## Work to be completed
Return exactly the lines from the one that contains "positive clicks: (112, 87)" up to the last line of the listing, and nothing else.

## Data under study
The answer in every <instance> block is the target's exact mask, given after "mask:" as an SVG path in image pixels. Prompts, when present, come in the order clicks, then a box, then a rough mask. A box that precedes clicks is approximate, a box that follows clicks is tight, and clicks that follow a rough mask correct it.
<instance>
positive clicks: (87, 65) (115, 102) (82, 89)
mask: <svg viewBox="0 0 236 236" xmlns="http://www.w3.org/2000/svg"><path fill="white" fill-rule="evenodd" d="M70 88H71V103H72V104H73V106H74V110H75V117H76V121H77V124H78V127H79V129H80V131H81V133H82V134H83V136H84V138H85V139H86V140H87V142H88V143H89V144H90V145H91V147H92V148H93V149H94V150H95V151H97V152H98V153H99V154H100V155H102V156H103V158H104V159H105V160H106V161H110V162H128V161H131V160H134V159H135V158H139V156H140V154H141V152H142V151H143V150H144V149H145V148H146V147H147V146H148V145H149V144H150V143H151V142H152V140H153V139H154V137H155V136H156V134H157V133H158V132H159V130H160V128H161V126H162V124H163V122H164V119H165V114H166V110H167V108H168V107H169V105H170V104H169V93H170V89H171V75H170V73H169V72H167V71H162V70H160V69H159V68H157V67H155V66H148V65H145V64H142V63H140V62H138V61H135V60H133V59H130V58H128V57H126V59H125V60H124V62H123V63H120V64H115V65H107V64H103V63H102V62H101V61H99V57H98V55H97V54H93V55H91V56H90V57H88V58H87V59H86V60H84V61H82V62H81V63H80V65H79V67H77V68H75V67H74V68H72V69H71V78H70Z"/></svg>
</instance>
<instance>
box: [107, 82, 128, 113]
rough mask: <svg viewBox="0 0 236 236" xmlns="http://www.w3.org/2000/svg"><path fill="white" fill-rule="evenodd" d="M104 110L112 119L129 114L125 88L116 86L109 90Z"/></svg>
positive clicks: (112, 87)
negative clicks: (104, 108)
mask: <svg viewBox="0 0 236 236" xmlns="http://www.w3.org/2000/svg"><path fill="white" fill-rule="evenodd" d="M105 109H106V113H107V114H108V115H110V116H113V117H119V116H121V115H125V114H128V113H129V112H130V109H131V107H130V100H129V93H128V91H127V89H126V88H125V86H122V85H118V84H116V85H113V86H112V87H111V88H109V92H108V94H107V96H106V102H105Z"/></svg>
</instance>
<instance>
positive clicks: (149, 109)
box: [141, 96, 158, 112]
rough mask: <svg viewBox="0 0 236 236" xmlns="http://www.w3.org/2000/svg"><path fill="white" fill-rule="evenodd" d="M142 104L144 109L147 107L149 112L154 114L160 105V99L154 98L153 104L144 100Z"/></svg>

## Output of the exercise
positive clicks: (112, 87)
negative clicks: (104, 108)
mask: <svg viewBox="0 0 236 236" xmlns="http://www.w3.org/2000/svg"><path fill="white" fill-rule="evenodd" d="M105 109H106V113H107V114H108V115H110V116H113V117H119V116H121V115H125V114H128V113H129V112H130V109H131V107H130V100H129V93H128V91H127V89H126V88H125V86H122V85H118V84H116V85H113V86H112V87H111V88H109V92H108V94H107V96H106V102H105Z"/></svg>
</instance>
<instance>
positive clicks: (149, 109)
box: [141, 96, 158, 112]
rough mask: <svg viewBox="0 0 236 236" xmlns="http://www.w3.org/2000/svg"><path fill="white" fill-rule="evenodd" d="M142 104L144 109L147 107L149 112L154 114L160 105V99L154 98L153 104L144 100Z"/></svg>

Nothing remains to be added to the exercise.